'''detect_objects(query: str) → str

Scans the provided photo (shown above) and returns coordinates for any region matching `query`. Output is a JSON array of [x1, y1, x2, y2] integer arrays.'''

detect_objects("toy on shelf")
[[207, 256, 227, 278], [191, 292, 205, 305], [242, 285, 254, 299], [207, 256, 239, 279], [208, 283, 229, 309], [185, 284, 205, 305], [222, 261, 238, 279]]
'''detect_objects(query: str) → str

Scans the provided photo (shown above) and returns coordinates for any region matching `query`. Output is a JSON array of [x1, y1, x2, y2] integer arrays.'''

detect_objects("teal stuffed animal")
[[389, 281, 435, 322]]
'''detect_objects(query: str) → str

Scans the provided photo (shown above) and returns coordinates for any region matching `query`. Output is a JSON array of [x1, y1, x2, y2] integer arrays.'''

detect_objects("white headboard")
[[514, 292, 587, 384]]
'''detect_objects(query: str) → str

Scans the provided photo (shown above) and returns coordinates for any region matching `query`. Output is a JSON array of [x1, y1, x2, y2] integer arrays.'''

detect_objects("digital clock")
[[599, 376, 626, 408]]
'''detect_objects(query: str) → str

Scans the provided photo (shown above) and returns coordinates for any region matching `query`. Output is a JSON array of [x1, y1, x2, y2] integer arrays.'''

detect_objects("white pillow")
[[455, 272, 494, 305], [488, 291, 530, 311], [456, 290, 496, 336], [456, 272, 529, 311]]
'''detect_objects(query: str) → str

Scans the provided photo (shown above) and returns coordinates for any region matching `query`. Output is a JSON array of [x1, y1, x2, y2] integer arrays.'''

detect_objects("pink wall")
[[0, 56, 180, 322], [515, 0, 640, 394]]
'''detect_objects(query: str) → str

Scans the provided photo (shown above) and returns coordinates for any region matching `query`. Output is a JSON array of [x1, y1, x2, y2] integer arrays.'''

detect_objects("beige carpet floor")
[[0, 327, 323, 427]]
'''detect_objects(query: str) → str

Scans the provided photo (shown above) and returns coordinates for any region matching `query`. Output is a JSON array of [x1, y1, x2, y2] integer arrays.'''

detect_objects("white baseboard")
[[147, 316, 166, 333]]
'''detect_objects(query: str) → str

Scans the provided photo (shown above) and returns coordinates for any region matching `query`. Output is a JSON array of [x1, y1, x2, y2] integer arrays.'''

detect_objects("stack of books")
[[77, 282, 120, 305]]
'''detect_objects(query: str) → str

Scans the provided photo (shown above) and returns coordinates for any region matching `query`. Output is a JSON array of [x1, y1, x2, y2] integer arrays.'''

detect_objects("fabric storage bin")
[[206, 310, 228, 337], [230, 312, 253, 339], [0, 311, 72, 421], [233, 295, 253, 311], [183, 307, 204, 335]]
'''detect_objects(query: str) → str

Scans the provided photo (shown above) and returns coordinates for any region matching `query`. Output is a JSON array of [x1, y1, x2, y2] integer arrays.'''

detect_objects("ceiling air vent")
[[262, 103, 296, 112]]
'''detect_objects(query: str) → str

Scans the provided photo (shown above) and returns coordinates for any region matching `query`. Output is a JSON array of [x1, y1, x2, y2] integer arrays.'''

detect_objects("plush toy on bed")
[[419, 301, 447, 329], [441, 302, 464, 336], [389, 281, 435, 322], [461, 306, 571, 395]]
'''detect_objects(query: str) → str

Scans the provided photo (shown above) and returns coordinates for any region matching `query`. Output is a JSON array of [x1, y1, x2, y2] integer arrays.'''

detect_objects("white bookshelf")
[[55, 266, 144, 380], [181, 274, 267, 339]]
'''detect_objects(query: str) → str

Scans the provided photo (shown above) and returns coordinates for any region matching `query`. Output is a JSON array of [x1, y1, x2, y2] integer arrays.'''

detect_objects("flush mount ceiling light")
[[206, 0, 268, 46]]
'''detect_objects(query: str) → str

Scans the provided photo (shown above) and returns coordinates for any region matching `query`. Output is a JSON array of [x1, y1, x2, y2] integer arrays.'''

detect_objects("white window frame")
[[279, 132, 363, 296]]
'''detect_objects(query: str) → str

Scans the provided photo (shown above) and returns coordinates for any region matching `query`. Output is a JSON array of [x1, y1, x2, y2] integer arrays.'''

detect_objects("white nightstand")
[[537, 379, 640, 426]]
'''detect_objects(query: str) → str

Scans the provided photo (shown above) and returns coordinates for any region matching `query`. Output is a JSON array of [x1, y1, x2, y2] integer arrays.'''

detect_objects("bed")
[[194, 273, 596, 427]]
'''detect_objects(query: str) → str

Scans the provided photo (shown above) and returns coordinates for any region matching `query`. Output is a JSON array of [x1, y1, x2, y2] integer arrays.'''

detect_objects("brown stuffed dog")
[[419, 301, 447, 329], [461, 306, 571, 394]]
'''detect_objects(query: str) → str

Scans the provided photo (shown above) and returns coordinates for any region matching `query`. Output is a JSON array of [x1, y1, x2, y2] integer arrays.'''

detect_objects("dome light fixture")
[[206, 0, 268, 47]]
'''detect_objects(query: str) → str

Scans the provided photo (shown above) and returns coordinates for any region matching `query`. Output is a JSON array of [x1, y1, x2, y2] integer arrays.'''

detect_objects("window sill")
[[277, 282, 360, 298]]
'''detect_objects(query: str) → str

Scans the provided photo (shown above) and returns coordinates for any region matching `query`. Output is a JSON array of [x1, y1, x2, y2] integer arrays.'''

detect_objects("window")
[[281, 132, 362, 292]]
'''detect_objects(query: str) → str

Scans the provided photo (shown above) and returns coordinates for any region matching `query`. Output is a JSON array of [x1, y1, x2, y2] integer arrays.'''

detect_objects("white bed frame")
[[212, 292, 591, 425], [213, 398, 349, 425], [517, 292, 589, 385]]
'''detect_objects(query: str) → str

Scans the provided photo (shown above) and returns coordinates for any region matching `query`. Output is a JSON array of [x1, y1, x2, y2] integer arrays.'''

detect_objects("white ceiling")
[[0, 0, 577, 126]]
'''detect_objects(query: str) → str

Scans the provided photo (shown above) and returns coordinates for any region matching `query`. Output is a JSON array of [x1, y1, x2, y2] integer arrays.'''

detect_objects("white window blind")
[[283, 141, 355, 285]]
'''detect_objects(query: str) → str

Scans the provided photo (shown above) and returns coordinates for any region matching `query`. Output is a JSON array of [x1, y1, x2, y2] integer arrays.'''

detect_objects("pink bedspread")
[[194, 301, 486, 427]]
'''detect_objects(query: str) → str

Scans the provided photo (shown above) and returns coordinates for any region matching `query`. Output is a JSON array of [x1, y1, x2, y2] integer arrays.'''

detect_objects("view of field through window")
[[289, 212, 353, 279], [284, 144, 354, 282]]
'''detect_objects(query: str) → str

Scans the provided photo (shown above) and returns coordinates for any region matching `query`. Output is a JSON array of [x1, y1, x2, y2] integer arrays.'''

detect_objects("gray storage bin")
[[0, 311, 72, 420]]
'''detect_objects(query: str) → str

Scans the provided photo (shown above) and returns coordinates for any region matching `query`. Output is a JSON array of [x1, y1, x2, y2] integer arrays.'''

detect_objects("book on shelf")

:::::

**Task directions**
Set down the material above in full, keeping each line exactly as it is.

**Response**
'''detect_objects(query: str) → str

Scans the provided photo (shown above) and returns coordinates for any region matching `query`. Output is a JSON array of [x1, y1, x2, y2] integer arrays.'''

detect_objects("toy on shelf")
[[207, 256, 227, 278], [191, 292, 205, 305], [242, 285, 254, 299], [207, 256, 239, 279], [208, 283, 229, 309], [185, 284, 205, 305], [222, 261, 238, 279]]
'''detect_objects(query: str) → str

Scans the provided photo (shown above) and returns coordinates for any region matching `query`. Output is a JSON array of [x1, y1, x2, y2] integer arrays.'''

detect_objects("teal stuffed animal")
[[389, 281, 435, 322]]
'''detect_objects(query: str) → str

Scans the provided photo (shown above) and returns coordinates for any region matching `query`. Output is a JSON array of [x1, y1, x2, y2] integer arrays.'''

detect_objects("white headboard")
[[514, 292, 587, 384]]
'''detect_objects(query: str) → str

Scans the provided photo (shown above) and returns coordinates for any region matching `query`. Output is a JSON array of [x1, y1, x2, y2] integer arrays.'''

detect_objects("digital clock")
[[599, 376, 626, 408]]
'''detect_objects(query: str) → str

Scans the provided photo (shown above) and returns coordinates for any region matching `query`. Output is a JSON array of [x1, y1, x2, y2] integer arrays.'''

detect_objects("white pillow")
[[455, 272, 494, 305], [488, 291, 530, 311], [456, 290, 496, 336], [456, 272, 529, 311]]
'''detect_objects(query: str) → str

Scans the provided photo (shown above) and returns coordinates for any region matching `query`. Output is a JSON array of [x1, y1, x2, y2] integer arrays.'''

detect_objects("pink wall")
[[0, 56, 180, 322], [515, 0, 640, 394]]
'''detect_objects(query: str) → str

Scans the provided photo (shown above) and returns coordinates for any region matching `query`. Output is a JSON array of [x1, y1, x2, y2] integer arrays.'''

detect_objects("beige carpet floor")
[[0, 327, 323, 427]]
'''detect_objects(query: str) → str

Scans the provided photo (shown above) and returns coordinates for any region matching `query`. Output is a JSON array of [x1, y1, x2, y2] integer arrays.'''

detect_objects("white baseboard")
[[147, 316, 166, 333]]
'''detect_objects(query: str) → str

Scans the provided photo (shown above) and returns coordinates for any region matching `query`. Output is a JSON array of [x1, y1, x2, y2] integer arrays.'''

detect_objects("stack of books")
[[77, 282, 120, 305]]
'''detect_objects(query: str) → str

Scans the provided photo (shown above) and returns coordinates for any region matching `query`. Output is a JSON array of [x1, y1, x2, y2] integer arrays.'''

detect_objects("fabric storage bin")
[[206, 310, 228, 337], [230, 312, 253, 339], [0, 311, 72, 421], [233, 295, 253, 311], [183, 307, 204, 335]]
'''detect_objects(query: str) → str

Scans the provided photo (shown above) and returns coordinates for any region matching `query`. Output is a JSON array of [x1, y1, x2, y2] integer arrays.'''

detect_objects("ceiling air vent")
[[262, 103, 296, 112]]
'''detect_objects(query: str) → str

Scans the provided photo (shown above) and returns coordinates for any region matching `query`. Output is a JSON array of [x1, y1, x2, y2] integer arrays.'''

detect_objects("plush toy on bed")
[[419, 301, 447, 329], [441, 302, 464, 336], [389, 281, 435, 322], [461, 306, 571, 395]]
'''detect_objects(query: str) → str

Scans the provided photo (shown above) and returns coordinates for any region matching `query`. Output is a JSON array of [x1, y1, x2, y2] integer arrays.'''

detect_objects("white bookshelf")
[[55, 266, 144, 380], [181, 274, 267, 339]]
'''detect_objects(query: str) → str

Scans the provided photo (shown above) and returns coordinates for any region matching `query`. Output is a JSON array of [x1, y1, x2, y2] integer arrays.'''

detect_objects("flush mount ceiling light")
[[206, 0, 268, 46]]
'''detect_objects(query: str) → str

Scans the provided photo (shown above) and returns coordinates for any region matching `query`. Output is a JSON array of [x1, y1, x2, y2] integer arrays.'''

detect_objects("white window frame")
[[279, 132, 363, 296]]
'''detect_objects(query: str) → str

Scans the provided photo (shown above) and returns coordinates for any region matching `query`. Output is a JSON array of [x1, y1, x2, y2] integer arrays.'''

detect_objects("white nightstand")
[[537, 379, 640, 426]]
'''detect_objects(query: str) → str

Scans the provided photo (shown above) and returns coordinates for any region matching `query`. Output is a JSON array of [x1, y1, x2, y2] integer arrays.'''

detect_objects("bed")
[[194, 273, 596, 427]]
'''detect_objects(query: str) → str

Scans the provided photo (shown above) and returns coordinates for any region matching `query`. Output is a JSON array of [x1, y1, x2, y2] integer arrays.'''

detect_objects("brown stuffed dog")
[[419, 301, 447, 329], [461, 306, 571, 394]]
'''detect_objects(query: str) → str

Scans the provided photo (shown above) and returns coordinates for any region matching `query`. Output is a JSON array of [x1, y1, x2, y2] integer arrays.'''

detect_objects("dome light fixture")
[[206, 0, 268, 47]]
'''detect_objects(query: str) → str

Scans the provided photo (shown above) and returns coordinates for any region matching `query`. Output is a JSON array of [x1, y1, x2, y2] integer arrays.'''

detect_objects("window sill")
[[277, 282, 360, 298]]
'''detect_objects(query: str) → str

Scans the provided photo (shown above) and returns coordinates for any region matching `query`. Output is a JSON array of [x1, y1, x2, y2] integer arrays.'''

detect_objects("window")
[[281, 132, 362, 292]]
'''detect_objects(query: str) → str

Scans the provided photo (shown above) and returns coordinates for any region matching `query`. Output is a JSON array of [x1, y1, x2, y2] integer arrays.'''

detect_objects("white bed frame")
[[212, 292, 591, 425], [213, 398, 349, 425], [517, 292, 589, 385]]
'''detect_objects(query: str) → str

Scans the provided photo (shown above) and returns coordinates for any region matching `query`. Output is a JSON array of [x1, y1, x2, y2] integer arrays.'''

detect_objects("white ceiling")
[[0, 0, 577, 126]]
'''detect_objects(query: str) → str

Scans the provided photo (shown above) and returns coordinates for any region matching `query`. Output is a JSON array of [x1, y1, x2, y2] integer arrays.'''

detect_objects("white window blind")
[[283, 141, 355, 285]]
'''detect_objects(query: str) → str

Scans the provided photo (shown above) and returns coordinates for any region matching `query`. Output is a JSON array of [x1, y1, x2, y2] integer arrays.'''

detect_objects("pink bedspread")
[[194, 301, 486, 427]]
'''detect_objects(query: str) → str

Scans the provided photo (shown above) and returns coordinates for any region matching `query`. Output is a JSON array of [x1, y1, x2, y2] integer arrays.'''

detect_objects("view of field through window")
[[289, 212, 353, 279], [284, 144, 354, 282]]
'''detect_objects(query: str) → str

Scans the provided photo (shown above) and returns coordinates for any region matching `query`. Output is a JSON array of [x1, y1, x2, y2] integer arrays.'''

detect_objects("gray storage bin")
[[0, 311, 72, 420]]
'''detect_objects(query: str) → str

Scans the provided photo (shown above) and returns coordinates for any region matching `query`. Output is a JSON array of [x1, y1, x2, y2] integer arrays.'''

detect_objects("book on shelf")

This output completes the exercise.